Dataset extracts with box labels |
—————

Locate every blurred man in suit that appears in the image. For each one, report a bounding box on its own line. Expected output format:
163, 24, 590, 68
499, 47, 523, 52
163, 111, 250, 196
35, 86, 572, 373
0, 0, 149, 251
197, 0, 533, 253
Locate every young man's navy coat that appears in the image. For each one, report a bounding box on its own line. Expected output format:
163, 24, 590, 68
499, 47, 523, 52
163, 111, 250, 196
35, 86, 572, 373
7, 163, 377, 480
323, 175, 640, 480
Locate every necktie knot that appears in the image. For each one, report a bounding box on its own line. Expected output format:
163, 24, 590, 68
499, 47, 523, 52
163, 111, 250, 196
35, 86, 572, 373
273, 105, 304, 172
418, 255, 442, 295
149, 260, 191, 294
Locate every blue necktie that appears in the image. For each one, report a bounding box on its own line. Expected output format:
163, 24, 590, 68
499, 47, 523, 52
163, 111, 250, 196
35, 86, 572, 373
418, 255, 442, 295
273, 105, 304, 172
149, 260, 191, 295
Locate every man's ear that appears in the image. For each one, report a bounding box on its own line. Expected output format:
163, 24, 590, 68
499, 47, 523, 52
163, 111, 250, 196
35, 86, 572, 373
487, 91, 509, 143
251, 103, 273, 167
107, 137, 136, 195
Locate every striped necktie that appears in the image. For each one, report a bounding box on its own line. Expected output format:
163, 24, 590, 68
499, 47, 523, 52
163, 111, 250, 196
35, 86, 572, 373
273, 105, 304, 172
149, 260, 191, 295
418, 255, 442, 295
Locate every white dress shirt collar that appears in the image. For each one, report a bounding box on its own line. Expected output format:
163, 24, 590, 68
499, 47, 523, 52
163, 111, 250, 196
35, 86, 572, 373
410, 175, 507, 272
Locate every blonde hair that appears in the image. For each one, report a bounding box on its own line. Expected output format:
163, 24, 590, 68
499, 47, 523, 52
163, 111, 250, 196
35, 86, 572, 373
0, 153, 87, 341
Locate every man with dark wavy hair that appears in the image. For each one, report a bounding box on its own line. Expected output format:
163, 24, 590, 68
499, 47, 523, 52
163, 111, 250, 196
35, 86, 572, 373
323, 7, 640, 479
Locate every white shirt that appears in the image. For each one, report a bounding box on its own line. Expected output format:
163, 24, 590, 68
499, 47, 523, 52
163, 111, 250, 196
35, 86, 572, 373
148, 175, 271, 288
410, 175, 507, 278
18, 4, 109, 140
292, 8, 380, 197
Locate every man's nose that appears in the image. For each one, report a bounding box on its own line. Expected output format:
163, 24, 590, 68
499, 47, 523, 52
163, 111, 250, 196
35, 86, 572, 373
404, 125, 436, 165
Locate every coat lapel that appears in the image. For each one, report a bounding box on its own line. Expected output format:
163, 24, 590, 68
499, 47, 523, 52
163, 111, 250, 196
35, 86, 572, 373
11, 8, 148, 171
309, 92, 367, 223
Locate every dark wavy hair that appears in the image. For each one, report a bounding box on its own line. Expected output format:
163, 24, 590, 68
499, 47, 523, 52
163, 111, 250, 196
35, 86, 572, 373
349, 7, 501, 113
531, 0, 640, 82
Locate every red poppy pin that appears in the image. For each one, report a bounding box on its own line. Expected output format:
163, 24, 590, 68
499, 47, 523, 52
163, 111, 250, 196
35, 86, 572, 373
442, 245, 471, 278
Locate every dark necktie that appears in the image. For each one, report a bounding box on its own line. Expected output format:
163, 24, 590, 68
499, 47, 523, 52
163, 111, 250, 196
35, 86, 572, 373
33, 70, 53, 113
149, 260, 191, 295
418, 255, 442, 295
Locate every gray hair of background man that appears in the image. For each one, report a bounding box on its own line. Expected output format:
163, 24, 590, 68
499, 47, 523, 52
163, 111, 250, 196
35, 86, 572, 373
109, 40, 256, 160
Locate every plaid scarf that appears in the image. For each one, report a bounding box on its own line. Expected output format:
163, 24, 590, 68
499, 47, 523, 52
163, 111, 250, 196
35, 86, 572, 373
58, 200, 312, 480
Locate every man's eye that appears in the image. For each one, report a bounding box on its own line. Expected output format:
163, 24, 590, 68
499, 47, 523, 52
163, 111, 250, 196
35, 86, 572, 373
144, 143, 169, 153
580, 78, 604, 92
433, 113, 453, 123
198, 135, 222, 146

—————

Work to do |
Count how many lines in the items above contain the string "shirt", treating case as significant. Reply with the number alone.

Response to the exercise |
2